About this exercise – Establish how many lines of the material below contain the string "open". Return that number by itself.

______________________________

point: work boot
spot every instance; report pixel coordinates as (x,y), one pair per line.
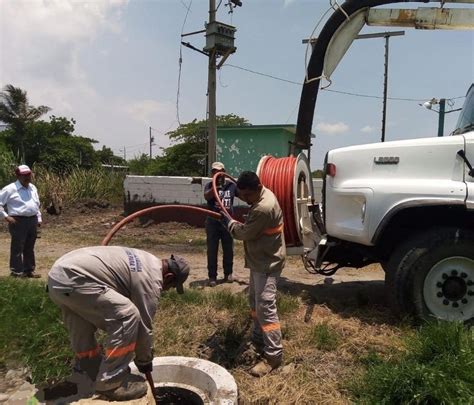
(265,366)
(31,274)
(132,387)
(248,354)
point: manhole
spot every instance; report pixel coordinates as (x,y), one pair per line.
(177,396)
(202,381)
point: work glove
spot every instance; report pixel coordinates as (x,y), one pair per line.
(145,367)
(225,218)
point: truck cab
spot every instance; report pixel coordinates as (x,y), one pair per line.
(408,205)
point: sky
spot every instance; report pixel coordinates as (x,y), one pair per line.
(113,66)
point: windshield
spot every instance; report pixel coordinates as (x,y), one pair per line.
(466,117)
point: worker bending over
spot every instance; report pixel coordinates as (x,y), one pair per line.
(115,289)
(265,254)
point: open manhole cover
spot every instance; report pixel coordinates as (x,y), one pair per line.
(176,396)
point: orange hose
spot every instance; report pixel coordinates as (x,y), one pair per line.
(145,211)
(278,174)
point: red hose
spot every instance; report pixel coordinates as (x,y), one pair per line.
(275,174)
(145,211)
(278,175)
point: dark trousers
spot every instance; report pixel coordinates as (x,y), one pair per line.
(215,232)
(22,253)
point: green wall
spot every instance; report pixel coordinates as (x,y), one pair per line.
(240,148)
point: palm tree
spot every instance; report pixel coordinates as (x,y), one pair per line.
(16,112)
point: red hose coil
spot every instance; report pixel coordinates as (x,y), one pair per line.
(278,175)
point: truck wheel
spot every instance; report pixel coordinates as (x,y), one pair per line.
(432,275)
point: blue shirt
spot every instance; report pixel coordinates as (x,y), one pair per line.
(226,194)
(17,200)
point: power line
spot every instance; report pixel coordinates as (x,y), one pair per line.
(330,90)
(180,60)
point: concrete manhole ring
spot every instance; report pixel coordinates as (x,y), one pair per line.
(211,382)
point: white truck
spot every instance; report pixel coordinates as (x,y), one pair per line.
(409,204)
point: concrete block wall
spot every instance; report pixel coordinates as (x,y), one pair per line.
(152,190)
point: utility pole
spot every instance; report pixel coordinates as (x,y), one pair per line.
(152,139)
(219,44)
(442,111)
(211,95)
(385,81)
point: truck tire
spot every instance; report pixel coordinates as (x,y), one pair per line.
(431,275)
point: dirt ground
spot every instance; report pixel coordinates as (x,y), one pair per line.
(86,226)
(357,295)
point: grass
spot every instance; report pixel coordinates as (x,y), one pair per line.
(31,330)
(79,184)
(435,367)
(336,351)
(328,360)
(324,337)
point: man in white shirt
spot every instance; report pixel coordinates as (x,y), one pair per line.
(20,206)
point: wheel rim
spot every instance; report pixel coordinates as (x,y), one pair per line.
(449,289)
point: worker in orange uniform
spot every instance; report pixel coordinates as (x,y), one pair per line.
(115,289)
(265,256)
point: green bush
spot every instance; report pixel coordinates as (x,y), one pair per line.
(7,167)
(437,368)
(31,331)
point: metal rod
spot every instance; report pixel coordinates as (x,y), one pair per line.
(149,378)
(211,94)
(385,81)
(192,33)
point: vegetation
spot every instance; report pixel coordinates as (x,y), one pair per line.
(187,157)
(60,191)
(436,367)
(16,112)
(52,144)
(31,331)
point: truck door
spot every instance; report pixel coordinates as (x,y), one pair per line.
(470,180)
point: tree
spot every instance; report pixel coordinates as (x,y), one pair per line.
(106,156)
(188,156)
(16,112)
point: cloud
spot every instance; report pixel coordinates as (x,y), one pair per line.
(367,129)
(41,39)
(336,128)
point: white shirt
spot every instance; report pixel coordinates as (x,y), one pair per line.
(17,200)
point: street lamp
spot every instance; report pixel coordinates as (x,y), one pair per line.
(441,111)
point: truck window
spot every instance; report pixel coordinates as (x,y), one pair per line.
(466,117)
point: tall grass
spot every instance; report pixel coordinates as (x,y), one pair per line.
(77,185)
(31,331)
(437,368)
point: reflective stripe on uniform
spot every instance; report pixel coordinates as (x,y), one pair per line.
(271,327)
(274,230)
(89,353)
(120,351)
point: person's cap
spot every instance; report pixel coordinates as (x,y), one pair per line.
(180,268)
(22,170)
(218,166)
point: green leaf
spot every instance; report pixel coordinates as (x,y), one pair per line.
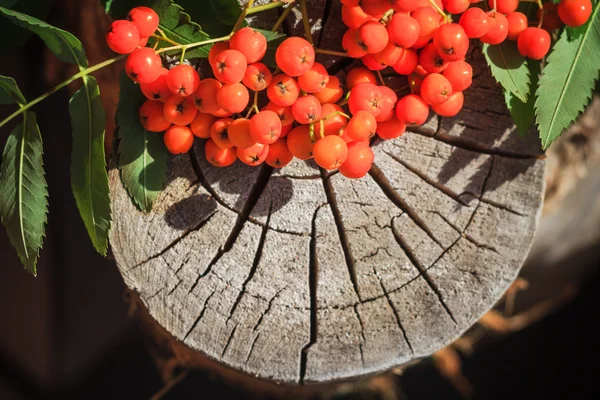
(143,157)
(23,191)
(177,26)
(568,80)
(9,91)
(89,180)
(509,68)
(523,114)
(63,44)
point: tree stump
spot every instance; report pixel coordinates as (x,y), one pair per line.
(299,275)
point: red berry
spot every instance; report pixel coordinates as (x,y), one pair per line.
(143,65)
(283,90)
(475,22)
(295,56)
(306,109)
(145,19)
(152,117)
(279,155)
(460,75)
(534,43)
(265,127)
(412,110)
(517,23)
(178,139)
(435,89)
(574,12)
(450,107)
(217,156)
(330,152)
(122,37)
(251,43)
(183,80)
(403,30)
(254,155)
(451,42)
(358,162)
(158,89)
(229,66)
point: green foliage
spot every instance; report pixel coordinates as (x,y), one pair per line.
(523,114)
(568,80)
(24,193)
(143,157)
(63,44)
(509,68)
(89,180)
(10,92)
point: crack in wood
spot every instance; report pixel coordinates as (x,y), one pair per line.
(382,181)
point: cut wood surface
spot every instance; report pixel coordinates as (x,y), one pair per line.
(299,275)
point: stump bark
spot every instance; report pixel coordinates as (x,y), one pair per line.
(300,275)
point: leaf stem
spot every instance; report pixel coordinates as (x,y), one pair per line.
(56,88)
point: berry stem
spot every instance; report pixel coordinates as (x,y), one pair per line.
(80,74)
(283,16)
(306,22)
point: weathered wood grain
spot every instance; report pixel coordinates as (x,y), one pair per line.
(298,275)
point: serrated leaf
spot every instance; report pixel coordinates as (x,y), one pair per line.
(523,114)
(568,80)
(10,92)
(63,44)
(509,68)
(178,26)
(89,180)
(143,157)
(23,191)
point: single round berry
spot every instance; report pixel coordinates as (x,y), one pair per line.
(330,152)
(157,89)
(178,139)
(403,30)
(152,116)
(183,80)
(283,90)
(362,126)
(460,75)
(314,80)
(205,96)
(143,65)
(258,77)
(450,107)
(251,43)
(435,89)
(391,129)
(451,42)
(229,66)
(122,37)
(200,126)
(574,12)
(233,97)
(306,109)
(219,133)
(359,160)
(295,56)
(412,110)
(265,127)
(534,43)
(180,110)
(145,19)
(254,155)
(279,155)
(299,142)
(475,22)
(218,156)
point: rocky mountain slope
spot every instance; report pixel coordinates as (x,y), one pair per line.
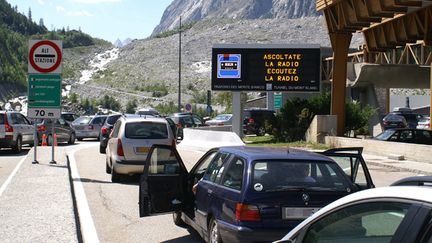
(195,10)
(144,66)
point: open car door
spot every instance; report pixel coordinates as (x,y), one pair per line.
(162,184)
(352,163)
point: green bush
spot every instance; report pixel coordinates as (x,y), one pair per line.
(295,116)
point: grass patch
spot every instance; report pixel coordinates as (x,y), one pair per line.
(269,141)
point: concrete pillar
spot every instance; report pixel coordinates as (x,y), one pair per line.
(340,44)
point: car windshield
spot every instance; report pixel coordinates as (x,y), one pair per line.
(83,120)
(112,119)
(385,135)
(68,117)
(146,130)
(222,117)
(286,175)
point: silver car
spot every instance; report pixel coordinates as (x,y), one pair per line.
(88,126)
(15,130)
(131,140)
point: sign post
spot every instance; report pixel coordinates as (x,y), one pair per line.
(44,84)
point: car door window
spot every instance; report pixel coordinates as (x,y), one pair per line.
(233,176)
(163,162)
(406,136)
(367,222)
(215,168)
(116,129)
(197,121)
(199,171)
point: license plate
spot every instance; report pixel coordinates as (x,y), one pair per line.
(297,213)
(142,149)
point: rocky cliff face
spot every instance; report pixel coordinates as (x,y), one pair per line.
(194,10)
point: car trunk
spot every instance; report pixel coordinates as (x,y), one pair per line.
(287,209)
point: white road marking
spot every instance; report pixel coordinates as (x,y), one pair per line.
(88,229)
(9,179)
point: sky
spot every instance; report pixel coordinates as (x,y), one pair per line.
(106,19)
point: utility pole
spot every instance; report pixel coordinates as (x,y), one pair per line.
(179,101)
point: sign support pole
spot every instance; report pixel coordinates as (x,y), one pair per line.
(35,143)
(52,142)
(237,124)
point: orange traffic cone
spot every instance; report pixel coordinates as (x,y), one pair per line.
(44,143)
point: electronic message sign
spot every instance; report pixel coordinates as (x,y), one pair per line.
(266,67)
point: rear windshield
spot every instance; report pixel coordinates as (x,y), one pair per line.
(283,175)
(83,120)
(68,117)
(146,130)
(385,135)
(112,119)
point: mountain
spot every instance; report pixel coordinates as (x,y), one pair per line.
(195,10)
(148,68)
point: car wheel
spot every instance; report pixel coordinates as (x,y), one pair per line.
(178,220)
(17,148)
(115,177)
(107,168)
(260,131)
(72,139)
(213,233)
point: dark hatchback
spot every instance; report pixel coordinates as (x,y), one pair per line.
(248,194)
(406,135)
(106,130)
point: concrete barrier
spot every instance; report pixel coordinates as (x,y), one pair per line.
(204,140)
(415,152)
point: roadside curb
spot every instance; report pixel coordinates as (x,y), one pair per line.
(86,229)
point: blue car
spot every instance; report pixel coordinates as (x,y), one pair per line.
(248,194)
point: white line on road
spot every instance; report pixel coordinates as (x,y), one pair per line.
(88,229)
(9,179)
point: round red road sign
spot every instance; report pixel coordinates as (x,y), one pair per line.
(57,56)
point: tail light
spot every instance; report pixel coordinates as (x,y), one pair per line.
(8,128)
(120,151)
(246,212)
(41,128)
(104,131)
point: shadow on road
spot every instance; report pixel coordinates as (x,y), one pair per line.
(10,153)
(193,237)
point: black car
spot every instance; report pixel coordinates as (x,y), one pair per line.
(406,135)
(106,130)
(186,119)
(247,193)
(258,121)
(62,129)
(393,120)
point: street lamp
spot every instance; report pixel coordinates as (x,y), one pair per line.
(179,94)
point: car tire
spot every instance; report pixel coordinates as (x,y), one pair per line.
(260,131)
(178,220)
(72,139)
(17,148)
(213,233)
(107,168)
(115,177)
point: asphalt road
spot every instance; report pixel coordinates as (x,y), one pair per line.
(114,206)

______________________________

Exercise result – 2